■ Exercise
If a line in the entries below includes the string "target", copy it out.

-- Material for the task follows --

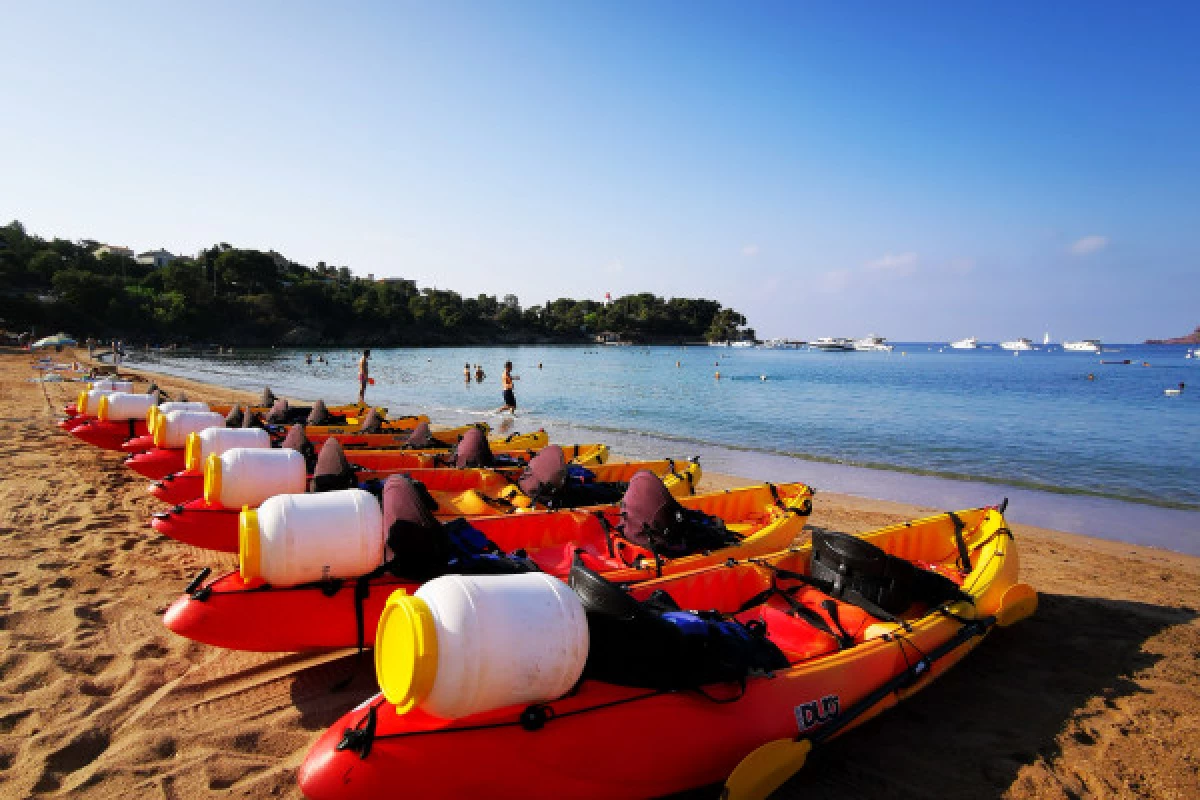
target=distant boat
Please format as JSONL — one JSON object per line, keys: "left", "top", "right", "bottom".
{"left": 1063, "top": 339, "right": 1102, "bottom": 353}
{"left": 1042, "top": 332, "right": 1051, "bottom": 346}
{"left": 950, "top": 337, "right": 978, "bottom": 349}
{"left": 809, "top": 337, "right": 855, "bottom": 351}
{"left": 853, "top": 335, "right": 894, "bottom": 352}
{"left": 1165, "top": 382, "right": 1185, "bottom": 396}
{"left": 1000, "top": 338, "right": 1034, "bottom": 351}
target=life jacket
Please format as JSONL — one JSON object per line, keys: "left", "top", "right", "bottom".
{"left": 309, "top": 439, "right": 358, "bottom": 493}
{"left": 808, "top": 529, "right": 970, "bottom": 620}
{"left": 570, "top": 563, "right": 788, "bottom": 690}
{"left": 619, "top": 471, "right": 739, "bottom": 558}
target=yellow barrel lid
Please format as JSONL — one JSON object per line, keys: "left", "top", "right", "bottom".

-- Material for the task concluded --

■ Exercise response
target=distant boat
target=life jacket
target=yellow barrel lid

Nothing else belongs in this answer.